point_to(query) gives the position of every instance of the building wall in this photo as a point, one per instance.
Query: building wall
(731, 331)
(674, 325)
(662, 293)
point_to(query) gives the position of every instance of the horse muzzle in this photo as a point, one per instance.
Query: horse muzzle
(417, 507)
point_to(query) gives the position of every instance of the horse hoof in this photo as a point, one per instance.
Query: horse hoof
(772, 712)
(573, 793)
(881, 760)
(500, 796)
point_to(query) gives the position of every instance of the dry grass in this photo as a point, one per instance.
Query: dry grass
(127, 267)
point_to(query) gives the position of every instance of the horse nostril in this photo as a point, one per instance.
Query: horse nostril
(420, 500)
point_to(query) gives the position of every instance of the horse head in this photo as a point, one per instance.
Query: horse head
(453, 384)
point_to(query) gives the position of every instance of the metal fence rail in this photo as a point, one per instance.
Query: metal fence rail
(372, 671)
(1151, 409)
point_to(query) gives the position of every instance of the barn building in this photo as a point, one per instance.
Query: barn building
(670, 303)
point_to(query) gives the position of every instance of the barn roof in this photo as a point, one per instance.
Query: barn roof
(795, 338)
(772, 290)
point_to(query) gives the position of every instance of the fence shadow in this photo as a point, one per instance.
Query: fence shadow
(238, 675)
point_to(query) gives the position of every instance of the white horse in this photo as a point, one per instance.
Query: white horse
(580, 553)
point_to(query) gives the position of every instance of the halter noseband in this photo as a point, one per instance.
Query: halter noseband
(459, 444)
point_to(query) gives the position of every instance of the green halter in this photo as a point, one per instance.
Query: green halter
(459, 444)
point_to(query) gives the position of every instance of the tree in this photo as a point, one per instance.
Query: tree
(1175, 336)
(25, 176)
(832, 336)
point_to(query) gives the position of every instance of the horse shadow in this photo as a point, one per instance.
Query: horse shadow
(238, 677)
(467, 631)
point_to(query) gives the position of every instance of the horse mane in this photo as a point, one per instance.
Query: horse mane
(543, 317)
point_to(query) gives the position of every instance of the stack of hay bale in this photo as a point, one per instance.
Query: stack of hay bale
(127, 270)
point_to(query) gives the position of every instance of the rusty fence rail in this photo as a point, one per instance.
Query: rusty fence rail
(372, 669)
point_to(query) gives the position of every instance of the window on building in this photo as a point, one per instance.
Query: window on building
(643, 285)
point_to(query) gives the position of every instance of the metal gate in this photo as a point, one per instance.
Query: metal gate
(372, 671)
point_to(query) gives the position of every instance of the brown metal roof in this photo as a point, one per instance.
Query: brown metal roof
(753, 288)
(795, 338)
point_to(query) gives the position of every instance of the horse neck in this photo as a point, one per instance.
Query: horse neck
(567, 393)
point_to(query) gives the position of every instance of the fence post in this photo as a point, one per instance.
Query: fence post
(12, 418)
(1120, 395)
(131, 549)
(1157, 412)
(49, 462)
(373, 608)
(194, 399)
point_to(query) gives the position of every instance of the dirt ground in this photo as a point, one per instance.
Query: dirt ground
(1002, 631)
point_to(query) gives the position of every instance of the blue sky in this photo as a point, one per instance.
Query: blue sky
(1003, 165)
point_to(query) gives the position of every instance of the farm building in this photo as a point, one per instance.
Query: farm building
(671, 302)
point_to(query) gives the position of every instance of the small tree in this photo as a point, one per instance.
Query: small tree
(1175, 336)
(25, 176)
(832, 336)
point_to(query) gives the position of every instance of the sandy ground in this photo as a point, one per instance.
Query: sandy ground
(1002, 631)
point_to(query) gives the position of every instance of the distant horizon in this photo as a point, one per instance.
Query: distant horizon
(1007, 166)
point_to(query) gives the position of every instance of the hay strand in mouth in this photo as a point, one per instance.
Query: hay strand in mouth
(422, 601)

──────

> Written problem
Please copy the entries word for word, from the line that contains "of the distant" through the end of the entries, inclusive.

> Written answer
point_to(query) gives the position of every instance of the distant horizon in this photo as a point, one per instance.
Query: distant horizon
(1007, 166)
point_to(query) gives the position of every instance of the hay strand in mouth in this photo as a point, one per instance.
Query: hay strand in mouth
(422, 601)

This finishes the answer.